* **SOURCE PASSAGE**:
++++++++++++++++++++

I’m getting better & someone’s been pigging out…

Well, thankfully, I think i’m all better! Whew…being sick all week is not my idea of fun thats for sure.

Weigh loss news….i’m ready to get back on track. I held my food down for the 2nd day in a roll. Yay. I have had 2 chocolate mint patties and thankfully by leaving it on my tongue, has managed to cure most of the metallic taste in my mouth. Hopefully, thats on its way out the door too now. Talk about nasty. Now, normally, when i’m sick and dont touch food for a few days, I tend to gain 2 lbs….which really isnt fair at all lol. However, it will be what it is. I’ll deal with it weigh in day, friday.

++++++++++++++++++++

* **PROVIDED INFORMATION**:

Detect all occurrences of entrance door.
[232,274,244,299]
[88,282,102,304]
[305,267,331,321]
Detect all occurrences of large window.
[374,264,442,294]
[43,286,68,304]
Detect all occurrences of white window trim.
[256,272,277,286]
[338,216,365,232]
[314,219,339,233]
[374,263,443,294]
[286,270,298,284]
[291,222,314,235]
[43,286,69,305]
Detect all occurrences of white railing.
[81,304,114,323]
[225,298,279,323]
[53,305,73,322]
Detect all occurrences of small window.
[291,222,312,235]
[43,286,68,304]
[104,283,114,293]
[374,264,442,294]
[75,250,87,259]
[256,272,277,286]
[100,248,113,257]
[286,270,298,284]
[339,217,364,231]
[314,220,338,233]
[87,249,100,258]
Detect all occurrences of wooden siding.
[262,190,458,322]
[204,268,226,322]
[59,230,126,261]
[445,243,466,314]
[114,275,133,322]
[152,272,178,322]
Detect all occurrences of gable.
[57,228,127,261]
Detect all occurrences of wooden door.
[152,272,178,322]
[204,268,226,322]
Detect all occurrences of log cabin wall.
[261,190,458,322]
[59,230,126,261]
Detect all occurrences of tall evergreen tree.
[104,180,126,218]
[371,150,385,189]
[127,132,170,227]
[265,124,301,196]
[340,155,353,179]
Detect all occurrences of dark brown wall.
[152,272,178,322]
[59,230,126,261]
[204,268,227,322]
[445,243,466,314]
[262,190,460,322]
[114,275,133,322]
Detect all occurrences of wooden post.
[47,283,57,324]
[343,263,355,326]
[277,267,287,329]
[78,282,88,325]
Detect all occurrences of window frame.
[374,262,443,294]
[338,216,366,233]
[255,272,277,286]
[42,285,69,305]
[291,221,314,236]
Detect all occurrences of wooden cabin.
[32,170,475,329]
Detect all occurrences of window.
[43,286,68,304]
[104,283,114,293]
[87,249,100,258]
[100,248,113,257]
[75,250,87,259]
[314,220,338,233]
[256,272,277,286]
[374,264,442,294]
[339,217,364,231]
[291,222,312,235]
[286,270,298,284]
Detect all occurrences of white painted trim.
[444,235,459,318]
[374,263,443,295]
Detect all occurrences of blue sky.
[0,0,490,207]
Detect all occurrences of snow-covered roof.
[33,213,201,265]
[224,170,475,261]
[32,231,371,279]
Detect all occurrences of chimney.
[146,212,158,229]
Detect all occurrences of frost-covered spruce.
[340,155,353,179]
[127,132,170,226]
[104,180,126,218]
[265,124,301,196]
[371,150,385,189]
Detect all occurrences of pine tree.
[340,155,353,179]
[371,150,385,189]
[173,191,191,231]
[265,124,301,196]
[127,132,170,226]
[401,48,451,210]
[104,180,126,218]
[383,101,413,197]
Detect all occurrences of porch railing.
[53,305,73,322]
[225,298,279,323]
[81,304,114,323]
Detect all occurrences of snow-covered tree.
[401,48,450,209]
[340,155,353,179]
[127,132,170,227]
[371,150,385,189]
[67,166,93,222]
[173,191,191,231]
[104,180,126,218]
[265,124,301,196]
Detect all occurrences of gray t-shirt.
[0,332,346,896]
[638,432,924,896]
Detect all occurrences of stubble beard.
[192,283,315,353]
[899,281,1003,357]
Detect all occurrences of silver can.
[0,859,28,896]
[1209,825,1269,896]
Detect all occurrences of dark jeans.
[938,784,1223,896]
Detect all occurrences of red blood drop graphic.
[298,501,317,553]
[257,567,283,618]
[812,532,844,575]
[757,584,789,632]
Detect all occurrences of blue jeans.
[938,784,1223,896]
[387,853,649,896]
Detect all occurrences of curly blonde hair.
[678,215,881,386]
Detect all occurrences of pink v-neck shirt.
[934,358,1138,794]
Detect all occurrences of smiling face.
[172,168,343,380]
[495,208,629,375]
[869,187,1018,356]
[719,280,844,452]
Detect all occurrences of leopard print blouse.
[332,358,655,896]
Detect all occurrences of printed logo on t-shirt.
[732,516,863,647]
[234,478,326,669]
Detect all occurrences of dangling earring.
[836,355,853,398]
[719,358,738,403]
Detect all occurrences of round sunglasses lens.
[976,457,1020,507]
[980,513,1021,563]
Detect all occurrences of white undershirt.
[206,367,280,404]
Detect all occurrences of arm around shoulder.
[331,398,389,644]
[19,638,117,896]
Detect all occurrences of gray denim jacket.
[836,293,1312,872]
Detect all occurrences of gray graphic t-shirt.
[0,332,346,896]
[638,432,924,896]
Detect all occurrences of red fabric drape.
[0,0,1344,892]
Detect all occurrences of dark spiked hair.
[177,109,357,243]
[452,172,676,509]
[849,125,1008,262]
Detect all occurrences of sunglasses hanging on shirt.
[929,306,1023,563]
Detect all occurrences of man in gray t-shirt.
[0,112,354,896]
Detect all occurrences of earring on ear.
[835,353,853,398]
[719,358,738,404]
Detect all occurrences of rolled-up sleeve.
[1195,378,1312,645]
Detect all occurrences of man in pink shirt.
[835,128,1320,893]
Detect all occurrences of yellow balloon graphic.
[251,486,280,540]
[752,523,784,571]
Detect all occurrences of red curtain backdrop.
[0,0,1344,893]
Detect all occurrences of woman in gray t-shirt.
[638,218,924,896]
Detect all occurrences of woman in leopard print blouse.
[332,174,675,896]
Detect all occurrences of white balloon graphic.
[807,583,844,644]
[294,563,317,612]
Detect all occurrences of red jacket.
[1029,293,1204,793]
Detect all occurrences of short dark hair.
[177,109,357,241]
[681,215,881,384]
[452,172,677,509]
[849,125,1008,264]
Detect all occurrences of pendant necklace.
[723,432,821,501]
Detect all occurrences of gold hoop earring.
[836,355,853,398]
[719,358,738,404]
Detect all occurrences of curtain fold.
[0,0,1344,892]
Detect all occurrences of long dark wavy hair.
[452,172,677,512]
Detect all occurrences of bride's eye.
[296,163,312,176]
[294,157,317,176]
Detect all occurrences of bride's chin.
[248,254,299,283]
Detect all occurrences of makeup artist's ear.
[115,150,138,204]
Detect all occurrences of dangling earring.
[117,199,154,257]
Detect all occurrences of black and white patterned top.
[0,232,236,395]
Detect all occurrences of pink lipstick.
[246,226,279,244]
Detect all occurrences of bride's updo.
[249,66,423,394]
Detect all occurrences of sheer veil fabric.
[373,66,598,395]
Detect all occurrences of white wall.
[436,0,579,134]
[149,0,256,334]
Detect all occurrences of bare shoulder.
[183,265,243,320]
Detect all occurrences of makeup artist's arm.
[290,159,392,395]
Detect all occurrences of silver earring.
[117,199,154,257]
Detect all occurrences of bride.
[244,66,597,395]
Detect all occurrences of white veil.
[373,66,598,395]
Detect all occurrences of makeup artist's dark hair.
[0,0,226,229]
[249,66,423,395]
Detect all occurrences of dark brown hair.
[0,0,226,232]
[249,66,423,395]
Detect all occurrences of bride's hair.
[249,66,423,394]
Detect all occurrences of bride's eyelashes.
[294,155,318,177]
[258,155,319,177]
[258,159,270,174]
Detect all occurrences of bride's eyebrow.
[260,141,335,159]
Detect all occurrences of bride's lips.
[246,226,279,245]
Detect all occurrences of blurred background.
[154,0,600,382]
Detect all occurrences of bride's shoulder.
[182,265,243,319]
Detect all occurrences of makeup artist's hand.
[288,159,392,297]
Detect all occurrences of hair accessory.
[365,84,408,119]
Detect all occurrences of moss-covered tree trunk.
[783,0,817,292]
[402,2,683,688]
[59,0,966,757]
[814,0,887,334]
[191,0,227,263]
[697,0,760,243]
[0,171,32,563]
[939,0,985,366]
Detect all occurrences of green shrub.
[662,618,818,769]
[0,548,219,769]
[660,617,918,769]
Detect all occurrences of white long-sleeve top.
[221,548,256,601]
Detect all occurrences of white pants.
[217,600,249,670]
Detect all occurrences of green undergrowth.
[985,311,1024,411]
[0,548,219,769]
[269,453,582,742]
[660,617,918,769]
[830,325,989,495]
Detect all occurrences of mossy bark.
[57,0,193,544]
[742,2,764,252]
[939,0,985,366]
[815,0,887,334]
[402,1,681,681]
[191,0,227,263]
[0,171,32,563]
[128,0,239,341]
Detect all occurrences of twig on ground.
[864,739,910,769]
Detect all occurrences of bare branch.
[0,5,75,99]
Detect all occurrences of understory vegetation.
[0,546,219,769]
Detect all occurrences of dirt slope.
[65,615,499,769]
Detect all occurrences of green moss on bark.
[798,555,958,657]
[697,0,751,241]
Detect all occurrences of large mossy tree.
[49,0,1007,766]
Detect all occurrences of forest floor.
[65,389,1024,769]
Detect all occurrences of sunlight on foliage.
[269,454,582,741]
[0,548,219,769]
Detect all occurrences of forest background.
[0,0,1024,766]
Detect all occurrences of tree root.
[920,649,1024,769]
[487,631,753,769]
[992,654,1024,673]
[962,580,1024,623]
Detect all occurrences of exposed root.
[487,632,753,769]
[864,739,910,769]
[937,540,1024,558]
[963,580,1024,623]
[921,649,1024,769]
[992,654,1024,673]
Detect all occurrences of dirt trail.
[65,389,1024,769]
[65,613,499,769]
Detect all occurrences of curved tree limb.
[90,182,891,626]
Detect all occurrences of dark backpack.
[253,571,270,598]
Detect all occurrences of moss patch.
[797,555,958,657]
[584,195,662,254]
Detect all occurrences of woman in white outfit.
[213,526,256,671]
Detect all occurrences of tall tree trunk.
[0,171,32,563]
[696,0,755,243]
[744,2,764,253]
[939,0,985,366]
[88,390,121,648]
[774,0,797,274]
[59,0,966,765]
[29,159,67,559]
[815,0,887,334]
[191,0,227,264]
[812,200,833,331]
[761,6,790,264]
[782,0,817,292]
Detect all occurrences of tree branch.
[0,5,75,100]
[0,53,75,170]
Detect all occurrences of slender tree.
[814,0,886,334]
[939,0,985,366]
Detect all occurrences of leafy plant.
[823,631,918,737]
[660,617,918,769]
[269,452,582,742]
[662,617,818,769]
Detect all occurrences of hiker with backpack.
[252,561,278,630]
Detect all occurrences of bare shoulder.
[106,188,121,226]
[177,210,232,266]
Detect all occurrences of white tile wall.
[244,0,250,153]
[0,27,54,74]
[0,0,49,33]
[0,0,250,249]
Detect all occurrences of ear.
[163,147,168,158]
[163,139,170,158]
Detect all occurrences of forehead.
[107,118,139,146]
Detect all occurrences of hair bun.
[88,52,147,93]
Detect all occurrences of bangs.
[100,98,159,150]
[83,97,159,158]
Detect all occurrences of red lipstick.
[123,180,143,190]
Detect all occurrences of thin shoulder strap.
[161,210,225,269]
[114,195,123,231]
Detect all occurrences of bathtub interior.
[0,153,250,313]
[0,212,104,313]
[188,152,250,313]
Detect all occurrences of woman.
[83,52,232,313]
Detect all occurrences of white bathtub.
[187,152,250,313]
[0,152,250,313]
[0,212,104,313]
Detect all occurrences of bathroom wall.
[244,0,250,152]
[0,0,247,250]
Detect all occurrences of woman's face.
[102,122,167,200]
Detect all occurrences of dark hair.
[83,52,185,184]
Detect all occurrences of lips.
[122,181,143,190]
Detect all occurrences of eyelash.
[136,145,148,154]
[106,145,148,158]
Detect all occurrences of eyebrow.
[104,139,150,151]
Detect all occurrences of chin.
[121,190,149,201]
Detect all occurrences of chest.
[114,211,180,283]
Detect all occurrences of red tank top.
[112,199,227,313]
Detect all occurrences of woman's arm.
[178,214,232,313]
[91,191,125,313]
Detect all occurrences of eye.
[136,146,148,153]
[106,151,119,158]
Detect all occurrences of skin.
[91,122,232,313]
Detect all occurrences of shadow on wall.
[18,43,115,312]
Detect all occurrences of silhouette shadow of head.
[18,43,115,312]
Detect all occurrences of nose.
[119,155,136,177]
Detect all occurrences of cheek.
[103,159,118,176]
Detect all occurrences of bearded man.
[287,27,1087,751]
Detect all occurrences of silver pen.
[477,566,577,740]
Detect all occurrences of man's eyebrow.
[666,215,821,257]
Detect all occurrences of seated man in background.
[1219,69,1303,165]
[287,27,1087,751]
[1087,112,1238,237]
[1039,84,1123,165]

++++++++++++++++++++

* **TASK A**:
Please say whether each statement agrees with the blog post about recovering from illness, giving yes or no and quoting the deciding words: (i) The writer was sick all week. (ii) The writer has now kept food down for three days in a row. (iii) The writer's weigh-in day is Friday.
* **TASK B**:
In the blog post, what did the writer eat that cured most of the metallic taste?

* **ANSWER AREA A**:
(i) Yes: "being sick all week is not my idea of fun"
(ii) No: "I held my food down for the 2nd day in a roll."
(iii) Yes: "I’ll deal with it weigh in day, friday."

* **ANSWER AREA B**:
2 chocolate mint patties, left on the tongue.